--- Texto de origen ---
════

El texto es solemne y, en el original griego, se compone de sólo dos frases. Después de la introducción, caracterizada por la bendición de alabanza, podemos identificar en el cuerpo del cántico como tres estrofas, que exaltan otros tantos temas, destinados a articular toda la historia de la salvación: la alianza con David, la alianza con Abraham, y el Bautista, que nos introduce en la nueva alianza en Cristo. En efecto, toda la oración tiende hacia la meta que David y Abraham señalan con su presencia.
El ápice es precisamente una frase casi conclusiva: «Nos visitará el sol que nace de lo alto». La expresión, a primera vista paradójica porque une «lo alto» con el «nacer», es, en realidad, significativa.
En efecto, en el original griego el «sol que nace» es anatolè, un vocablo que significa tanto la luz solar que brilla en nuestro planeta como el germen que brota. En la tradición bíblica ambas imágenes tienen un valor mesiánico.
Por un lado, Isaías, hablando del Emmanuel, nos recuerda que «el pueblo que caminaba en tinieblas vio una luz grande; habitaban tierras de sombras, y una luz les brilló» (Is 9,1). Por otro lado, refiriéndose también al rey Emmanuel, lo representa como el «renuevo que brotará del tronco de Jesé», es decir, de la dinastía davídica, un vástago sobre el que se posará el Espíritu de Dios.

════

--- Tareas a realizar ---
a) Copia, por favor, del comentario del cántico el tramo que va desde "Por un lado, Isaías, hablando" hasta "Espíritu de Dios.".
b) Según el comentario del cántico, ¿por qué la expresión «Nos visitará el sol que nace de lo alto» parece paradójica y, aun así, resulta significativa? Responde en una a tres oraciones.
c) Retoma el comentario del cántico justo después de su última oración.
Las entradas no intervienen en nada de esto.

════

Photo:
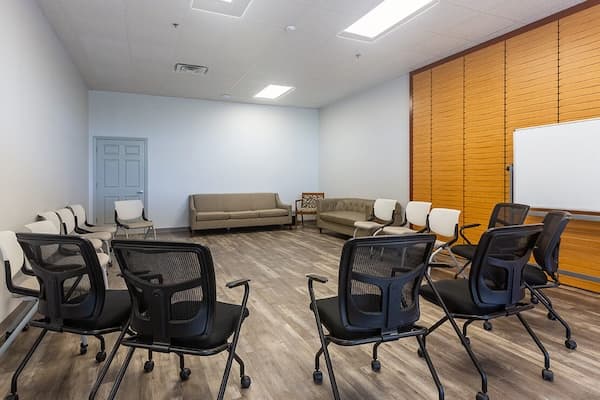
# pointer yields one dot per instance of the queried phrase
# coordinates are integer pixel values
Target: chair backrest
(53, 217)
(79, 212)
(496, 276)
(129, 209)
(546, 249)
(11, 253)
(172, 287)
(383, 209)
(68, 220)
(444, 221)
(379, 281)
(416, 212)
(71, 284)
(310, 199)
(508, 214)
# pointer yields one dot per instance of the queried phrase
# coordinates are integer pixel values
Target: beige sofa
(234, 210)
(339, 215)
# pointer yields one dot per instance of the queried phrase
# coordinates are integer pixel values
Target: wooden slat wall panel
(579, 98)
(421, 137)
(531, 82)
(484, 136)
(447, 135)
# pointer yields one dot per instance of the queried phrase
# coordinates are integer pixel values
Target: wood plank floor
(279, 341)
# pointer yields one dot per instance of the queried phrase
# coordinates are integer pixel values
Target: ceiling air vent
(191, 69)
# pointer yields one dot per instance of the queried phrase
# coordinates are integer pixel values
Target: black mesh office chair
(175, 309)
(544, 274)
(72, 296)
(503, 214)
(495, 288)
(378, 298)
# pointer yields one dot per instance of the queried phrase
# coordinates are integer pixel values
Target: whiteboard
(558, 166)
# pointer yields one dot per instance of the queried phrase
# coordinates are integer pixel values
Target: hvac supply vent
(191, 69)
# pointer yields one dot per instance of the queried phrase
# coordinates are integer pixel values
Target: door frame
(95, 156)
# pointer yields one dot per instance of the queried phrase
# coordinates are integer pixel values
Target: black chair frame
(134, 341)
(416, 331)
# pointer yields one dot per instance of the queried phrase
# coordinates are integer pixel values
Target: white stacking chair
(443, 222)
(14, 261)
(130, 214)
(383, 211)
(416, 213)
(70, 228)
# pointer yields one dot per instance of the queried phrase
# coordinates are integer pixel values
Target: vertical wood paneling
(421, 137)
(531, 81)
(447, 135)
(484, 136)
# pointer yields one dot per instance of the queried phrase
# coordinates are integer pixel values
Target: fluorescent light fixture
(273, 91)
(383, 18)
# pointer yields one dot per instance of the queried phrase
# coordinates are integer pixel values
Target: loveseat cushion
(342, 217)
(211, 216)
(243, 214)
(273, 212)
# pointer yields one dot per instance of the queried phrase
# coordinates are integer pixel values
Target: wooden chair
(308, 204)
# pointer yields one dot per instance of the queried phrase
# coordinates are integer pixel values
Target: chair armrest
(318, 278)
(236, 283)
(462, 231)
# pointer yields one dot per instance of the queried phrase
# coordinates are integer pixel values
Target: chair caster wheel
(148, 366)
(246, 382)
(318, 377)
(100, 356)
(482, 396)
(548, 375)
(185, 373)
(376, 365)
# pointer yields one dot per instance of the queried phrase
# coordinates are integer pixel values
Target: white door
(120, 174)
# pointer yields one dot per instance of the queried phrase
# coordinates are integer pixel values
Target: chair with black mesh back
(72, 296)
(175, 309)
(544, 274)
(378, 298)
(495, 289)
(503, 214)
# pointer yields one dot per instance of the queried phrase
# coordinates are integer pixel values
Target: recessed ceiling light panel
(230, 8)
(385, 17)
(272, 92)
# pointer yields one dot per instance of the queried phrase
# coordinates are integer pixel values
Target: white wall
(43, 121)
(200, 146)
(364, 144)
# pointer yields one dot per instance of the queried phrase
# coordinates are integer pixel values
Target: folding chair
(378, 299)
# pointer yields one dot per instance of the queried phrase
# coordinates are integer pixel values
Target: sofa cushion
(243, 214)
(342, 217)
(211, 216)
(273, 212)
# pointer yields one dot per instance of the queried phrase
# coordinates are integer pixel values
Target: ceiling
(131, 45)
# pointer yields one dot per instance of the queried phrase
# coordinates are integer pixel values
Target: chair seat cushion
(136, 224)
(456, 295)
(329, 312)
(368, 225)
(464, 250)
(534, 275)
(117, 307)
(243, 214)
(342, 217)
(224, 324)
(273, 212)
(397, 230)
(211, 215)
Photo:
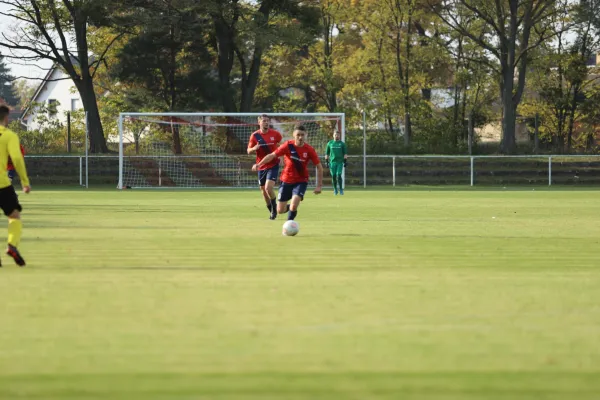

════

--- Respuestas ---
a)
Por un lado, Isaías, hablando del Emmanuel, nos recuerda que «el pueblo que caminaba en tinieblas vio una luz grande; habitaban tierras de sombras, y una luz les brilló» (Is 9,1). Por otro lado, refiriéndose también al rey Emmanuel, lo representa como el «renuevo que brotará del tronco de Jesé», es decir, de la dinastía davídica, un vástago sobre el que se posará el Espíritu de Dios.

b) Parece paradójica porque une «lo alto» con el «nacer». Sin embargo, es significativa porque en el original griego el «sol que nace» es anatolè, un vocablo que significa tanto la luz solar que brilla en nuestro planeta como el germen que brota. En la tradición bíblica ambas imágenes tienen un valor mesiánico.

c)
Por tanto, con Cristo aparece la luz que ilumina a toda criatura y florece la vida, como dirá el evangelista san Juan uniendo precisamente estas dos realidades: «En él estaba la vida y la vida era la luz de los hombres» (Jn 1,4).
La humanidad, que está envuelta «en tinieblas y sombras de muerte», es iluminada por este resplandor de revelación. Como había anunciado el profeta Malaquías, «a los que honran mi nombre los iluminará un sol de justicia que lleva la salud en sus rayos» (Ml 3,20). Este sol «guiará nuestros pasos por el camino de la paz» (Lc 1,79).
Por tanto, nos movemos teniendo como punto de referencia esa luz; y nuestros pasos inciertos, que durante el día a menudo se desvían por senderos oscuros y resbaladizos, están sostenidos por la claridad de la verdad que Cristo difunde en el mundo y en la historia.
Ahora damos la palabra a un maestro de la Iglesia, a uno de sus doctores, el británico Beda el Venerable (siglo VII-VIII), que en su Homilía para el nacimiento de san Juan Bautista, comentaba el Cántico de Zacarías así: «El Señor nos ha visitado como un médico a los enfermos, porque para sanar la arraigada enfermedad de nuestra soberbia, nos ha dado el nuevo ejemplo de su humildad; ha redimido a su pueblo, porque nos ha liberado al precio de su sangre a nosotros, que nos habíamos convertido en siervos del pecado y en esclavos del antiguo enemigo. Cristo nos ha encontrado mientras yacíamos "en tinieblas y sombras de muerte", es decir, oprimidos por la larga ceguera del pecado y de la ignorancia. Nos ha traído la verdadera luz de su conocimiento y, habiendo disipado las tinieblas del error, nos ha mostrado el camino seguro hacia la patria celestial. Ha dirigido los pasos de nuestras obras para hacernos caminar por la senda de la verdad, que nos ha mostrado, y para hacernos entrar en la morada de la paz eterna, que nos ha prometido».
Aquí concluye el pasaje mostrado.